**Dataset entries**:
__________

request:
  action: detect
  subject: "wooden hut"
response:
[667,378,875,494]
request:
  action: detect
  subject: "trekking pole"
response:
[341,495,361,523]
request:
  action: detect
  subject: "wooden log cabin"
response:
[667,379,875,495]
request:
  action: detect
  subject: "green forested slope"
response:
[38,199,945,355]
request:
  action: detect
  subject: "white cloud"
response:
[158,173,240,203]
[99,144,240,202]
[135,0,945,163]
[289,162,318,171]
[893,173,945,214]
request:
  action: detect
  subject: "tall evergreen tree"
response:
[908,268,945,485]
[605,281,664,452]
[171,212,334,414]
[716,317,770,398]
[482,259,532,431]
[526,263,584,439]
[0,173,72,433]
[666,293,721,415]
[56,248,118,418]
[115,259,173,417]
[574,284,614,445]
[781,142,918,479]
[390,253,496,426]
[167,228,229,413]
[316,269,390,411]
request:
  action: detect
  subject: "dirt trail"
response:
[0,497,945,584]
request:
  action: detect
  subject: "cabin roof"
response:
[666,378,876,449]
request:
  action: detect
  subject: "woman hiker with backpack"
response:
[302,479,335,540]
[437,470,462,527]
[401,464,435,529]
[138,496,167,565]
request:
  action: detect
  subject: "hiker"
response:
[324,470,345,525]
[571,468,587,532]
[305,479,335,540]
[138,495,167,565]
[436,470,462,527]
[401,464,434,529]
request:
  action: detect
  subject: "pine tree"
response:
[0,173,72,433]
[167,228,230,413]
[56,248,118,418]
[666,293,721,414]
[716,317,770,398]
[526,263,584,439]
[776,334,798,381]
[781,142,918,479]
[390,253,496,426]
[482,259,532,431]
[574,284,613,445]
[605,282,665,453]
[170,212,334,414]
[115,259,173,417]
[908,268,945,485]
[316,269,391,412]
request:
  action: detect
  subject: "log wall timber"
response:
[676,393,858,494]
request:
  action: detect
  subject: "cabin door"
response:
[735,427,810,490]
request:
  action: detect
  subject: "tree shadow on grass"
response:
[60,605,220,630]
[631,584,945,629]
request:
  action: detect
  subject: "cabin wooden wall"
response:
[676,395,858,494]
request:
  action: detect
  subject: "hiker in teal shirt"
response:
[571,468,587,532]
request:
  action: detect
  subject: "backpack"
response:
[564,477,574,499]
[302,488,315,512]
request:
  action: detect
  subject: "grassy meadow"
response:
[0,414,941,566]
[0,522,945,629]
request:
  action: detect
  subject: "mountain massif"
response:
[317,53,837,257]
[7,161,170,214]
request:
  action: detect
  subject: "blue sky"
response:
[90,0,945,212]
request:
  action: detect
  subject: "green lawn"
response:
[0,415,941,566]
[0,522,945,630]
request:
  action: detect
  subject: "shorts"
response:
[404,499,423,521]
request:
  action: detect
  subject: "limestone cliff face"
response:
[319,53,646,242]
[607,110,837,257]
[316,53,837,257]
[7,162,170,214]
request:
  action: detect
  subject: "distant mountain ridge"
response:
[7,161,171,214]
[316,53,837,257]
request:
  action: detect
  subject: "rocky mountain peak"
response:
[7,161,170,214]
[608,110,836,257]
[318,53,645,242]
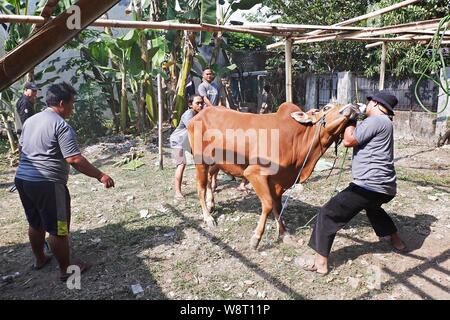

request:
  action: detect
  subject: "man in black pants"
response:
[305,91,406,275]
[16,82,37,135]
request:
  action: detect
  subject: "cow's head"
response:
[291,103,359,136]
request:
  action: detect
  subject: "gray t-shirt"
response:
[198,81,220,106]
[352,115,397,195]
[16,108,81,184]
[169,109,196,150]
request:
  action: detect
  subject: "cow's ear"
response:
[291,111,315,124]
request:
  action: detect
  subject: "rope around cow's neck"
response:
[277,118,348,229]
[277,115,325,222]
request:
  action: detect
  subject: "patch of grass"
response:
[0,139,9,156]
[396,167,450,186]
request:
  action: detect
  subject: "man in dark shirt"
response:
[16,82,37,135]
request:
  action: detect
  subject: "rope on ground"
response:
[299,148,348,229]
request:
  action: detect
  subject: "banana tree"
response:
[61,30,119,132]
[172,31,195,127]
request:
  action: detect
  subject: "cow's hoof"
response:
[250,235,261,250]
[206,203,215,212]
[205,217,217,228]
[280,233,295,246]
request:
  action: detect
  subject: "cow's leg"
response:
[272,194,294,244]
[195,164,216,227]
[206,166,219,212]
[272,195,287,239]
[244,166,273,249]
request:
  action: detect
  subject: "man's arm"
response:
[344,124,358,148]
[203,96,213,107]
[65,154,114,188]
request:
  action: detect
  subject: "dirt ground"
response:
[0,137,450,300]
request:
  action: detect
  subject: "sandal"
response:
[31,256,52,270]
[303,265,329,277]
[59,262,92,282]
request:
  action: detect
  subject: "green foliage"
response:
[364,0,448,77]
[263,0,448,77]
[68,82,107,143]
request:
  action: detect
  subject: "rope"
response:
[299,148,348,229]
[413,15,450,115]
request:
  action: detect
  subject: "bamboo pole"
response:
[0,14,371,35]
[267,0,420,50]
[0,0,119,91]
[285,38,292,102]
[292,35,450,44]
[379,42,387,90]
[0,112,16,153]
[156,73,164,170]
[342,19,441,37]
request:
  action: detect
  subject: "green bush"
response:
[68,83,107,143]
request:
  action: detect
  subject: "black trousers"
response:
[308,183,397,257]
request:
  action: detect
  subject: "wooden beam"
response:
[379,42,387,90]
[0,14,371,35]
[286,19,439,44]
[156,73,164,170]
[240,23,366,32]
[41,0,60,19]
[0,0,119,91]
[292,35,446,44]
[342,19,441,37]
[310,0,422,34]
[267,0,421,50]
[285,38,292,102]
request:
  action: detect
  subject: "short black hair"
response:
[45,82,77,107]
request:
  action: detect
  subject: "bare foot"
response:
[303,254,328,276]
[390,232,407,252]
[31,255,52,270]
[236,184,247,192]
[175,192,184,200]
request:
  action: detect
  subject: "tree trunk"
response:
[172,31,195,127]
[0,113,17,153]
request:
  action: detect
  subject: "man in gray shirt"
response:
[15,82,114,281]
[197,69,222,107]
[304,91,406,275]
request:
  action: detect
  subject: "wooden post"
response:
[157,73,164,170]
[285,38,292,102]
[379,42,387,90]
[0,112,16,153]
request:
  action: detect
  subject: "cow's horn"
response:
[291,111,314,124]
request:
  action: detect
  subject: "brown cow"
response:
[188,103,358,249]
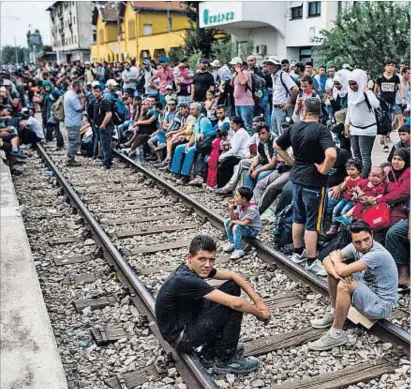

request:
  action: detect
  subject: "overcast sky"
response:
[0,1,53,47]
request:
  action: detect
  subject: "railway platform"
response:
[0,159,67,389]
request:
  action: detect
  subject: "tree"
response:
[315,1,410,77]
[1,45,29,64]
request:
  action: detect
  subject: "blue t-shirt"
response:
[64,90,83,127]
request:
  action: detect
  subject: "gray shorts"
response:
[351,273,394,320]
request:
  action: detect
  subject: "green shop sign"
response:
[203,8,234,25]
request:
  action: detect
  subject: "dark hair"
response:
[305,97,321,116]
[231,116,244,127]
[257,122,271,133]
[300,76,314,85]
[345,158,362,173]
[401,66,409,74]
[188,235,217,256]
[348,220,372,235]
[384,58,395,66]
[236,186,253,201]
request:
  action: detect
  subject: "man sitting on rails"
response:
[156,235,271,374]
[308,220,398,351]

__________

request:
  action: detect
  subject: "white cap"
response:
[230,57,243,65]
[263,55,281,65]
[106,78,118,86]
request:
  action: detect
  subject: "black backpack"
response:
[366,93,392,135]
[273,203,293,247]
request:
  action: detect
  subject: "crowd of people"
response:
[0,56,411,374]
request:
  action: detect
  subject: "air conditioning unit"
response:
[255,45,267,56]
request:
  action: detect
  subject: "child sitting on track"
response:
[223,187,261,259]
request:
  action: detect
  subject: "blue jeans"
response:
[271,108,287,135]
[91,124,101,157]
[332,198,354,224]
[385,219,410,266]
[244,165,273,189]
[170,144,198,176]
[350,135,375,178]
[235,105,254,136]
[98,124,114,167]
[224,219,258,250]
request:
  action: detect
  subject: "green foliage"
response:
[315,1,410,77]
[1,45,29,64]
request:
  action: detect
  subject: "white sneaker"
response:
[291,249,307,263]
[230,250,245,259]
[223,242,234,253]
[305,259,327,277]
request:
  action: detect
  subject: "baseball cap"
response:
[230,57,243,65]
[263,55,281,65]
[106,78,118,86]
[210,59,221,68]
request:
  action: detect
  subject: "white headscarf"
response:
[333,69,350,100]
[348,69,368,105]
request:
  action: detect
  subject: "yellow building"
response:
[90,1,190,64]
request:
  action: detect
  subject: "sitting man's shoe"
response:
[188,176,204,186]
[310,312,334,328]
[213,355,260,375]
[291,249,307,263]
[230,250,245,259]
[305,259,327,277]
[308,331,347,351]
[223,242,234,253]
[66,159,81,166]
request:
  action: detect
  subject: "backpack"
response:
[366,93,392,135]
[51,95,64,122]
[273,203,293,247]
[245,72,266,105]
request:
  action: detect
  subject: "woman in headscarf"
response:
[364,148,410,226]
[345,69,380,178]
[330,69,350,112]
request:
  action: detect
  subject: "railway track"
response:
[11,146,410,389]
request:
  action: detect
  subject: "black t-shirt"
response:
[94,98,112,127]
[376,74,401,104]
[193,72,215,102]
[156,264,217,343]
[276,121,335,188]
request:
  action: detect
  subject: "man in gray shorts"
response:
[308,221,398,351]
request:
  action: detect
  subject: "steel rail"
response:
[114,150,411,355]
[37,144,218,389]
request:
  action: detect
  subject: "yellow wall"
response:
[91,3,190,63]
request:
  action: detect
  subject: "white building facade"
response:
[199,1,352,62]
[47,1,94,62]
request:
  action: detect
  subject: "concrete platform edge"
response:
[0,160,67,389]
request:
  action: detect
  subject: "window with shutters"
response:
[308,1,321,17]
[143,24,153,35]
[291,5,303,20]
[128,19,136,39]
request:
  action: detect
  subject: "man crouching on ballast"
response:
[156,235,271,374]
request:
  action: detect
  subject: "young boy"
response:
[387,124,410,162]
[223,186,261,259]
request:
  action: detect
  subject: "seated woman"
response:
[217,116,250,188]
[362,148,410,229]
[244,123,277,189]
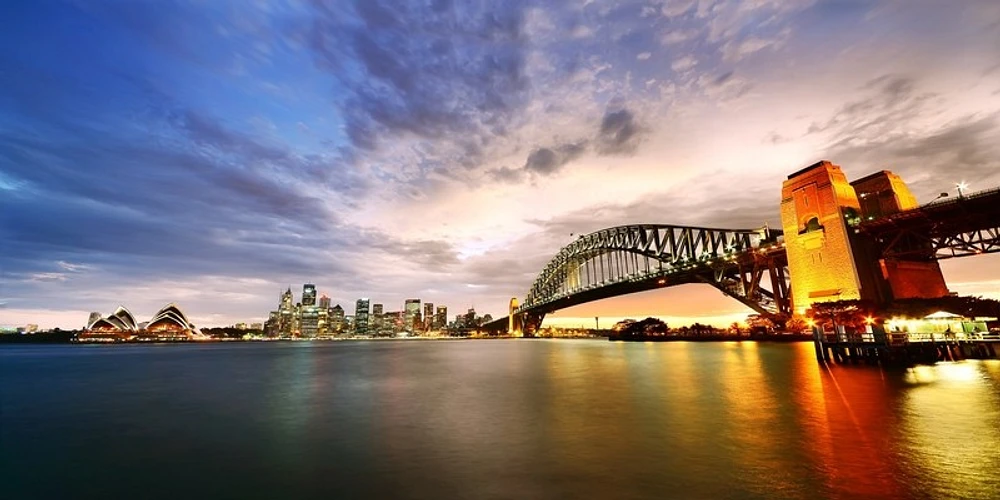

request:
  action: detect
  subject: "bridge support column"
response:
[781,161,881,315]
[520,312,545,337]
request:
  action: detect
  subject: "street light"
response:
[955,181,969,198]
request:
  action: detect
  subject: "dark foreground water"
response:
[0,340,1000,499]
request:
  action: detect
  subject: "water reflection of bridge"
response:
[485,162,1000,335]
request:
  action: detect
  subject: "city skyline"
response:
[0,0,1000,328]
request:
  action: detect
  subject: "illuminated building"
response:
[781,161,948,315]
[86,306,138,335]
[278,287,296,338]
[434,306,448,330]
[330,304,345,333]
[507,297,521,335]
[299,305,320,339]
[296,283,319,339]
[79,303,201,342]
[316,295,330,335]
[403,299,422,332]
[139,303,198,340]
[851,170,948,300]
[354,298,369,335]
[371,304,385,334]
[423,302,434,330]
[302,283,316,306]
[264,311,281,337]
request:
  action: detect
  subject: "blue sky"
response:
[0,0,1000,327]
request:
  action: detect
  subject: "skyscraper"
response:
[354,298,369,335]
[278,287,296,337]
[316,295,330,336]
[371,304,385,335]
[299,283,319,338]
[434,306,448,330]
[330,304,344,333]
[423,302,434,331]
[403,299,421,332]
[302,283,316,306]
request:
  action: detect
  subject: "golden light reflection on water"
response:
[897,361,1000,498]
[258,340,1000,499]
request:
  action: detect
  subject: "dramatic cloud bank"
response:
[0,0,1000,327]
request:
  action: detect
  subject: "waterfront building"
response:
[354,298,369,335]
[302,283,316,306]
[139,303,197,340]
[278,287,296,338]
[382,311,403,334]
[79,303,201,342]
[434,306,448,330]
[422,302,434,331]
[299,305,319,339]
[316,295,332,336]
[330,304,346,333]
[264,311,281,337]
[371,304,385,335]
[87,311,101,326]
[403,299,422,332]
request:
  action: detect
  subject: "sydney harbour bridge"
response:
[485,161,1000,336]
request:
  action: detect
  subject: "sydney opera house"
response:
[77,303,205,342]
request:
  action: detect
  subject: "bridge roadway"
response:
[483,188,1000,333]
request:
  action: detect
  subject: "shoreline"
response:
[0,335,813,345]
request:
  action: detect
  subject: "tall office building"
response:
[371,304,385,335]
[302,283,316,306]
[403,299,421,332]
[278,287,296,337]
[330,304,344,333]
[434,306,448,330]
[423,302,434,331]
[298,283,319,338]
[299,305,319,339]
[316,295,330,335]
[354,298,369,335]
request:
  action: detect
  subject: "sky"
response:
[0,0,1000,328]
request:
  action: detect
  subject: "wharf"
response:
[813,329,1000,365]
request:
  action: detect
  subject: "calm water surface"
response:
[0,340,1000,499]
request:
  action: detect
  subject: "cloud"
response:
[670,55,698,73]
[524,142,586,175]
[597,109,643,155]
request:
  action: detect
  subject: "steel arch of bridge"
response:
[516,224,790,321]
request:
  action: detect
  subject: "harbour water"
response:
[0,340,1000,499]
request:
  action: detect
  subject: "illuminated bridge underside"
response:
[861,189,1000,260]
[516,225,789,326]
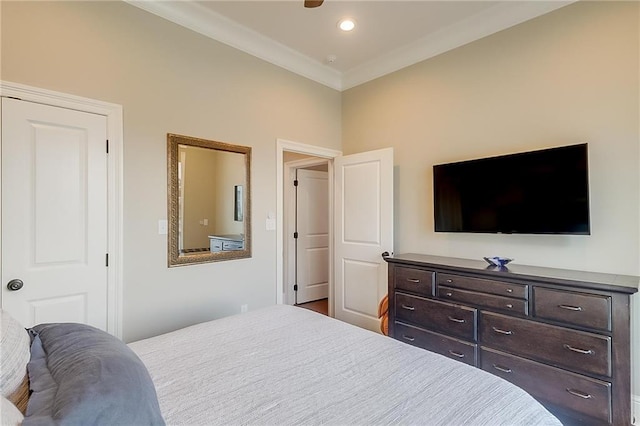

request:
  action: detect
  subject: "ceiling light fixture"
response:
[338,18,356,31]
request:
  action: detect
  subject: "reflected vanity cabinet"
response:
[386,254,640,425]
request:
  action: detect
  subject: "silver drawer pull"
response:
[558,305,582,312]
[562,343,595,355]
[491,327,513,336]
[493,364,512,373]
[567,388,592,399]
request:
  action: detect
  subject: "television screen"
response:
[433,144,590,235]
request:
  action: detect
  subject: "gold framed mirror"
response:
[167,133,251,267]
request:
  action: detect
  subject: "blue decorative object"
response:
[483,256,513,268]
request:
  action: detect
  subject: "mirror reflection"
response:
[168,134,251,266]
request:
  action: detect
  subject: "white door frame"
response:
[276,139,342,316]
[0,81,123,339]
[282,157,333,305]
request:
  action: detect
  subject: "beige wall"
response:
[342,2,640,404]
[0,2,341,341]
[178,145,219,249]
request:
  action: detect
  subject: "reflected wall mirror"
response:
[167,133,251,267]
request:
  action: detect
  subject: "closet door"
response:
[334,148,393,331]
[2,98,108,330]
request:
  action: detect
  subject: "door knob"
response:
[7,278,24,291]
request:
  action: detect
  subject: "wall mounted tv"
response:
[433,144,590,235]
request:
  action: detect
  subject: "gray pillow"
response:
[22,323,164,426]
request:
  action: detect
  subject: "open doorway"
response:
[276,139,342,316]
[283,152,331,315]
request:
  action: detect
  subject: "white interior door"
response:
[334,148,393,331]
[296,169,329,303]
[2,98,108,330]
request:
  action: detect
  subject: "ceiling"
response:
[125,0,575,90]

__________

**What is being asked**: Can you pull out every line in the records above that contains the word "yellow"?

**Answer in full**:
  subject: "yellow building"
  subject: "yellow wall"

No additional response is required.